TEXT SECTION:
......

Optimizing Behavioral Health Services Following Pediatric Trauma Exposure
The goal of this clinical trial is to test the extent to which different treatment components work to improve pediatric post-traumatic stress disorder (PTSD). It will also provide evidence for how these components work. The main research questions are: What are the effects of different components used to treat PTSD? What do these components change to produce benefits in PTSD? Researchers will: Compare components to a psychological placebo to estimate their effects and measure how they work Examine how components work alone and in conjunction with other components Participants will: Receive different combinations of components and placebo Attend weekly treatment sessions Provide information to evaluate changes in PTSD
• A child between the ages of 8-17 exposed to at least one DSM-defined trauma
• Child assent for participation
• The participation of a caregiver with custodial rights to provide parental permission
• Willing to participate in treatment delivery and respond to surveys
• Meet PTSD diagnostic criteria that is the result of exposure to at least one of the identified traumas
• Ability to read and understand English
• Willingness to be randomized to an experimental condition
• Placement in a stable caregiving environment for two months without an impending transition
• Children currently taking psychotropic medications must have taken the medicine without dose adjustment for two months prior to study entry.
• Caregiver or child with a smartphone capable of downloading a freely available software application.

......

DATASET:
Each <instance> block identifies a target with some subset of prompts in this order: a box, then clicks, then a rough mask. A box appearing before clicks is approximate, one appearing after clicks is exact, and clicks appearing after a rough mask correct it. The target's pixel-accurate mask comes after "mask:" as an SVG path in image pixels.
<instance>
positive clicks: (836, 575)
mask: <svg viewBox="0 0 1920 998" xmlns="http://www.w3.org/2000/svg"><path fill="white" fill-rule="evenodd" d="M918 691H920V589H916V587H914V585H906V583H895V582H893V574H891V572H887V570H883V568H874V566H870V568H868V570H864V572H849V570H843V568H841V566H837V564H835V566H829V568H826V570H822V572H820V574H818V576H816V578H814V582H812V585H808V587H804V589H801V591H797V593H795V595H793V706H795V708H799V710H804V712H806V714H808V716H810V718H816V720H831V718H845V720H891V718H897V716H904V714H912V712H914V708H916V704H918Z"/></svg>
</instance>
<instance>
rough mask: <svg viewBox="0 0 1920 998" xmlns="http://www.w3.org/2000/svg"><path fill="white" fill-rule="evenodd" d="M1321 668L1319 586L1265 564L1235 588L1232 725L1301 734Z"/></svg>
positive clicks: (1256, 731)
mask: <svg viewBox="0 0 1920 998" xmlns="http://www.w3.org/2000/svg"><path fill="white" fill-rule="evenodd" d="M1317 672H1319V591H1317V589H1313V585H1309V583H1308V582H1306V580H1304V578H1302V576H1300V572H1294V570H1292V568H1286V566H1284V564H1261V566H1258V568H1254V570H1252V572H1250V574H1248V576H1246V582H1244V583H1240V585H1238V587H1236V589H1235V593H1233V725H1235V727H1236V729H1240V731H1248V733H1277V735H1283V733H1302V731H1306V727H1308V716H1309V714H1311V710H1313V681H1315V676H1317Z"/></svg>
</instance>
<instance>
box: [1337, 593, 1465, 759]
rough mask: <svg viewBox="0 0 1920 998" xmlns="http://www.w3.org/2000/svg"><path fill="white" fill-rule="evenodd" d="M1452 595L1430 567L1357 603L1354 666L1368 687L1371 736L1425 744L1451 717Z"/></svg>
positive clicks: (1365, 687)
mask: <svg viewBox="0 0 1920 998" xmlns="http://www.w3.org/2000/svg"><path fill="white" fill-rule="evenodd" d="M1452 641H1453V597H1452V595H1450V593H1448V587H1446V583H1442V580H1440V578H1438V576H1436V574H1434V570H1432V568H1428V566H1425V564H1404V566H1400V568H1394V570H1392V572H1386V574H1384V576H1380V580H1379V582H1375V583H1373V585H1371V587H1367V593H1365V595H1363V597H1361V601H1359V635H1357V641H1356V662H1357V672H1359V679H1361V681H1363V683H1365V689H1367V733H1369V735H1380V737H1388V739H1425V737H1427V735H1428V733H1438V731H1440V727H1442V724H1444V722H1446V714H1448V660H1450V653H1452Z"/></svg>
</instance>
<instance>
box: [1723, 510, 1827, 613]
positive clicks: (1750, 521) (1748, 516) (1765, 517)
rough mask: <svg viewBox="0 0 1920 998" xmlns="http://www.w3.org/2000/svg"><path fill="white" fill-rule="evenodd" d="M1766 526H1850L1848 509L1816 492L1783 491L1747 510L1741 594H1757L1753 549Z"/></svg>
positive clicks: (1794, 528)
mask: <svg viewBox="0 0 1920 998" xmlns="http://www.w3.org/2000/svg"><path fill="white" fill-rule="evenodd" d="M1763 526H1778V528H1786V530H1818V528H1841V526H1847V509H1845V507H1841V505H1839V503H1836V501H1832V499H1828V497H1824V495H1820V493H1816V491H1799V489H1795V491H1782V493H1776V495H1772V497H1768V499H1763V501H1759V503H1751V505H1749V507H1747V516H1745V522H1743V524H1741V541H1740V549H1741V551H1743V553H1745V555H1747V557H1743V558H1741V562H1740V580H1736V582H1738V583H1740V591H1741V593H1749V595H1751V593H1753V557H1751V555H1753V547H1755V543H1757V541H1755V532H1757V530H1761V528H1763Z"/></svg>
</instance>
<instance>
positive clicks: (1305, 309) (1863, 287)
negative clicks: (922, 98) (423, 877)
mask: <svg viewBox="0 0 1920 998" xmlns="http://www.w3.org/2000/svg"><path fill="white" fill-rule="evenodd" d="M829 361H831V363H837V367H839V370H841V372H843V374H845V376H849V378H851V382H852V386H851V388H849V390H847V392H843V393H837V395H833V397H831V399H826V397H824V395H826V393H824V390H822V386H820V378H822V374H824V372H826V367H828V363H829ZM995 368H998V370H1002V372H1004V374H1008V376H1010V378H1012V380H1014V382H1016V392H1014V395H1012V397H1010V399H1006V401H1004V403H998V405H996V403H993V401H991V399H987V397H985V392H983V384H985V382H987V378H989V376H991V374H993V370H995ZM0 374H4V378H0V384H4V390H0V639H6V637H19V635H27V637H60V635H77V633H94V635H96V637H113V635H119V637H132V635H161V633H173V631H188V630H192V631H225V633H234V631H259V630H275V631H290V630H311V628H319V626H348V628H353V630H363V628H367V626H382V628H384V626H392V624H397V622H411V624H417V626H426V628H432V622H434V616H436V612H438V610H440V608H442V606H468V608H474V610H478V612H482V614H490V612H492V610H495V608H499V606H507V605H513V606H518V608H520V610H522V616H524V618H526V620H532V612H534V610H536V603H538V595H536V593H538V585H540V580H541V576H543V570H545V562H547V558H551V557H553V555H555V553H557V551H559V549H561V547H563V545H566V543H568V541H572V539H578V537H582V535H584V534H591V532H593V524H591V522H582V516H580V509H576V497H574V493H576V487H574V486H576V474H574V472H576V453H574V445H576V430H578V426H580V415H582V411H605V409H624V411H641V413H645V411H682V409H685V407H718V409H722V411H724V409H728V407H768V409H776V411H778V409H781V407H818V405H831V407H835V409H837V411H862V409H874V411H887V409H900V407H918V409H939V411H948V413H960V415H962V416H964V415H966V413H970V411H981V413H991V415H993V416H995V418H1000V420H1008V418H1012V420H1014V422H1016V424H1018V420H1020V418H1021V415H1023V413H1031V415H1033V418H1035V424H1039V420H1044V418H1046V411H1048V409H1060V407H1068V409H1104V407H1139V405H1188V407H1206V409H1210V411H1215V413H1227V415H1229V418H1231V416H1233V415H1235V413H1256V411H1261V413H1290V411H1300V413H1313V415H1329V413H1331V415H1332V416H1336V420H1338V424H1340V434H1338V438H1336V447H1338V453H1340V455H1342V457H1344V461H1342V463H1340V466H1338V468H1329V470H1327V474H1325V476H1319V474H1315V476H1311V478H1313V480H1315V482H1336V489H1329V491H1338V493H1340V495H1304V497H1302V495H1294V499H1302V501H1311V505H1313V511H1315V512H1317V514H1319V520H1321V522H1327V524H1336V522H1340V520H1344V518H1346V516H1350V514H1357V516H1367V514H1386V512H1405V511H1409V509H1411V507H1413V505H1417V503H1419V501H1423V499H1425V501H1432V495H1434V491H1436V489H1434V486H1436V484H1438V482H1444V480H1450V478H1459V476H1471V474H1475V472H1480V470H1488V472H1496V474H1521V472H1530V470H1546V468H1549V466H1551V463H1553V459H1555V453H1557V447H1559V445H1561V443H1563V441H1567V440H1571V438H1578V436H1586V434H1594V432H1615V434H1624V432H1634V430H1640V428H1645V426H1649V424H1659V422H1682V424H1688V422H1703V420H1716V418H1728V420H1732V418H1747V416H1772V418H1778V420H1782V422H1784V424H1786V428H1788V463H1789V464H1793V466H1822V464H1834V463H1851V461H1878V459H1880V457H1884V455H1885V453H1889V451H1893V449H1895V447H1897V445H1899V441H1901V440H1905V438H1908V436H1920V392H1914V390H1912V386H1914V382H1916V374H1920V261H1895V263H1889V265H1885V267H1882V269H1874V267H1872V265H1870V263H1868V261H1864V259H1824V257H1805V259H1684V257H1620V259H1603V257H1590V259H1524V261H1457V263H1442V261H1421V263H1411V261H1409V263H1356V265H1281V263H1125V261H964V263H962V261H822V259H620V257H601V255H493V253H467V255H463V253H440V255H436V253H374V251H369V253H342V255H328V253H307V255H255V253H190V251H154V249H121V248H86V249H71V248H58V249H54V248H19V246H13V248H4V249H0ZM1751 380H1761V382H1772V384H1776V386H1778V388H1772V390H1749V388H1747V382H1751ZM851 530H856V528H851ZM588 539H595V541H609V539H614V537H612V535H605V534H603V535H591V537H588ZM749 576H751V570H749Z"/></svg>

......

Can you turn the paragraph of the pediatric PTSD trial text that begins "The goal of this clinical trial" into a brief list that keeps its main facts?

- Aim: test how well different treatment components improve pediatric PTSD, and show how they work.
- Research questions: what effects the components have, and what they change to produce benefits.
- Researchers: compare components to a psychological placebo to estimate effects and mechanisms, and examine components alone and in combination.
- Participants: receive combinations of components and placebo, attend weekly sessions, and provide information to evaluate PTSD changes.